Assignment: For each line in the data that includes "flower", make a copy.

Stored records
○ ○ ○ ○ ○ ○ ○
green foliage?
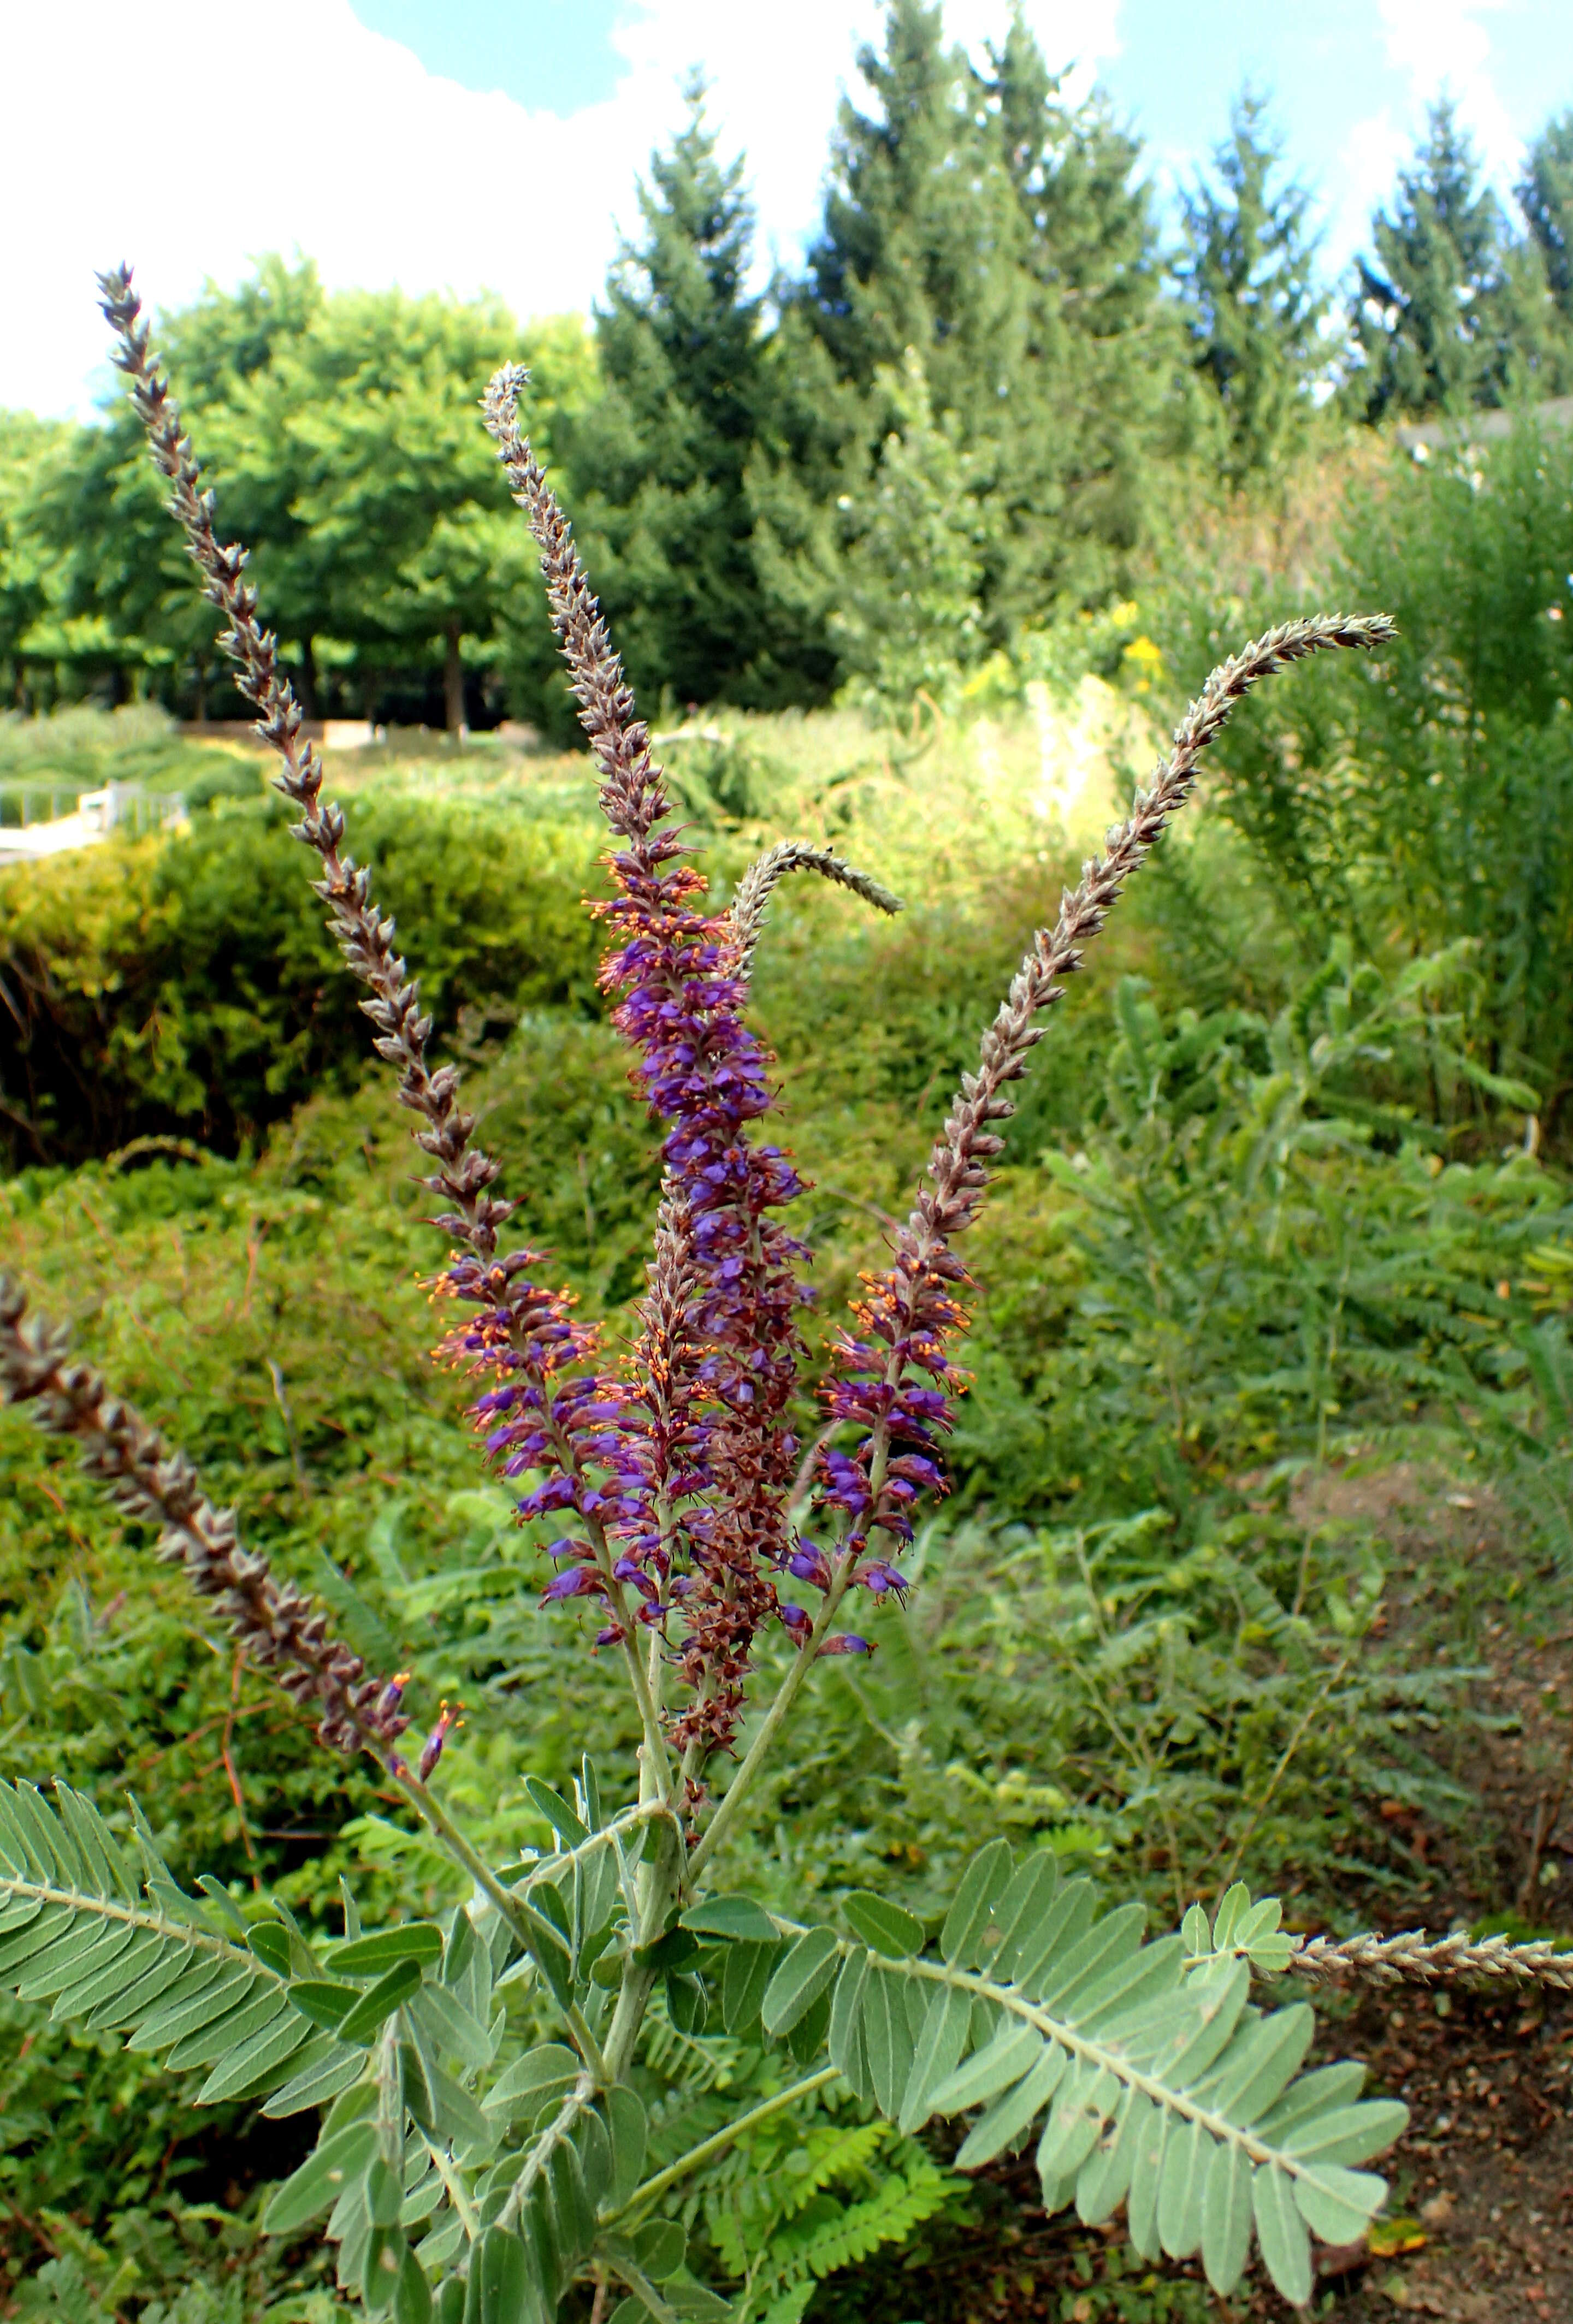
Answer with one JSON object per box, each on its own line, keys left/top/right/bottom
{"left": 0, "top": 1777, "right": 1402, "bottom": 2316}
{"left": 1520, "top": 110, "right": 1573, "bottom": 326}
{"left": 0, "top": 789, "right": 602, "bottom": 1165}
{"left": 1348, "top": 98, "right": 1571, "bottom": 420}
{"left": 563, "top": 82, "right": 797, "bottom": 713}
{"left": 789, "top": 2, "right": 1190, "bottom": 641}
{"left": 1160, "top": 412, "right": 1573, "bottom": 1109}
{"left": 1176, "top": 91, "right": 1329, "bottom": 489}
{"left": 7, "top": 260, "right": 595, "bottom": 729}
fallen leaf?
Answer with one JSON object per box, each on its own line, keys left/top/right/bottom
{"left": 1370, "top": 2216, "right": 1428, "bottom": 2257}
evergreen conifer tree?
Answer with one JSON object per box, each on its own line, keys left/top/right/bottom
{"left": 1178, "top": 89, "right": 1329, "bottom": 486}
{"left": 1519, "top": 111, "right": 1573, "bottom": 327}
{"left": 784, "top": 1, "right": 1185, "bottom": 662}
{"left": 565, "top": 79, "right": 780, "bottom": 707}
{"left": 1349, "top": 99, "right": 1563, "bottom": 418}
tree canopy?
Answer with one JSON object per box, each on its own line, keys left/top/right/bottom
{"left": 5, "top": 9, "right": 1573, "bottom": 725}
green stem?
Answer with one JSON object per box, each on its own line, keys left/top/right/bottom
{"left": 605, "top": 2066, "right": 842, "bottom": 2224}
{"left": 499, "top": 2083, "right": 594, "bottom": 2232}
{"left": 603, "top": 1812, "right": 686, "bottom": 2083}
{"left": 391, "top": 1766, "right": 608, "bottom": 2081}
{"left": 686, "top": 1568, "right": 855, "bottom": 1884}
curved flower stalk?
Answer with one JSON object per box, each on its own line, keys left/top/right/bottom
{"left": 728, "top": 841, "right": 904, "bottom": 984}
{"left": 483, "top": 367, "right": 823, "bottom": 1756}
{"left": 804, "top": 615, "right": 1398, "bottom": 1605}
{"left": 0, "top": 1276, "right": 407, "bottom": 1756}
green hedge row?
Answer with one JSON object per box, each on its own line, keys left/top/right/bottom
{"left": 0, "top": 792, "right": 605, "bottom": 1167}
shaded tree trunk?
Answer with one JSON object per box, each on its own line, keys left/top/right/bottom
{"left": 296, "top": 635, "right": 320, "bottom": 722}
{"left": 444, "top": 618, "right": 466, "bottom": 736}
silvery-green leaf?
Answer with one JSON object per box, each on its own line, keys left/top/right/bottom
{"left": 1035, "top": 1901, "right": 1146, "bottom": 2013}
{"left": 1282, "top": 2099, "right": 1409, "bottom": 2166}
{"left": 605, "top": 2084, "right": 647, "bottom": 2212}
{"left": 412, "top": 1983, "right": 493, "bottom": 2074}
{"left": 987, "top": 1853, "right": 1060, "bottom": 1981}
{"left": 842, "top": 1892, "right": 925, "bottom": 1959}
{"left": 1292, "top": 2161, "right": 1389, "bottom": 2245}
{"left": 862, "top": 1963, "right": 916, "bottom": 2117}
{"left": 1153, "top": 1959, "right": 1250, "bottom": 2082}
{"left": 1034, "top": 2062, "right": 1117, "bottom": 2190}
{"left": 1124, "top": 2095, "right": 1166, "bottom": 2258}
{"left": 1253, "top": 2059, "right": 1366, "bottom": 2141}
{"left": 484, "top": 2044, "right": 579, "bottom": 2121}
{"left": 1157, "top": 2116, "right": 1209, "bottom": 2259}
{"left": 956, "top": 2044, "right": 1066, "bottom": 2168}
{"left": 929, "top": 2019, "right": 1043, "bottom": 2115}
{"left": 1253, "top": 2163, "right": 1312, "bottom": 2306}
{"left": 1071, "top": 1934, "right": 1185, "bottom": 2031}
{"left": 1207, "top": 2003, "right": 1314, "bottom": 2122}
{"left": 941, "top": 1841, "right": 1013, "bottom": 1968}
{"left": 1074, "top": 2085, "right": 1139, "bottom": 2224}
{"left": 1210, "top": 1883, "right": 1251, "bottom": 1952}
{"left": 1201, "top": 2136, "right": 1253, "bottom": 2295}
{"left": 827, "top": 1948, "right": 871, "bottom": 2095}
{"left": 761, "top": 1930, "right": 839, "bottom": 2037}
{"left": 1012, "top": 1880, "right": 1096, "bottom": 1994}
{"left": 681, "top": 1897, "right": 778, "bottom": 1943}
{"left": 523, "top": 1777, "right": 589, "bottom": 1852}
{"left": 898, "top": 1983, "right": 972, "bottom": 2134}
{"left": 1180, "top": 1903, "right": 1211, "bottom": 1954}
{"left": 722, "top": 1939, "right": 779, "bottom": 2037}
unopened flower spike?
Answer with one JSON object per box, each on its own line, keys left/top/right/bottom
{"left": 417, "top": 1700, "right": 464, "bottom": 1784}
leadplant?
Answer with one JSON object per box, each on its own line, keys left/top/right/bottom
{"left": 0, "top": 267, "right": 1418, "bottom": 2318}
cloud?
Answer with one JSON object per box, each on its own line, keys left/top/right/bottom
{"left": 1375, "top": 0, "right": 1520, "bottom": 183}
{"left": 3, "top": 0, "right": 1124, "bottom": 419}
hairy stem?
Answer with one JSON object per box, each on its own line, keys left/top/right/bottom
{"left": 686, "top": 1568, "right": 857, "bottom": 1886}
{"left": 390, "top": 1768, "right": 608, "bottom": 2080}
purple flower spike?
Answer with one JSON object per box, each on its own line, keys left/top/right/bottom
{"left": 788, "top": 1542, "right": 832, "bottom": 1591}
{"left": 541, "top": 1563, "right": 609, "bottom": 1603}
{"left": 417, "top": 1699, "right": 463, "bottom": 1782}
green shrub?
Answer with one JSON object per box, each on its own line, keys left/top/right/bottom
{"left": 0, "top": 793, "right": 603, "bottom": 1166}
{"left": 1159, "top": 416, "right": 1573, "bottom": 1123}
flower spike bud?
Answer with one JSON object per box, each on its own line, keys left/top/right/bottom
{"left": 417, "top": 1700, "right": 463, "bottom": 1784}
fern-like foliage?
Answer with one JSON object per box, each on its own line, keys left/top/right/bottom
{"left": 0, "top": 1779, "right": 340, "bottom": 2109}
{"left": 1, "top": 1776, "right": 1410, "bottom": 2316}
{"left": 746, "top": 1851, "right": 1406, "bottom": 2307}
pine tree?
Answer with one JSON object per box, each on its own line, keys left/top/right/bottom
○ ○ ○ ○ ○ ○ ○
Solution to this task:
curved flower stalk?
unopened flower spike?
purple flower spike?
flower spike bud?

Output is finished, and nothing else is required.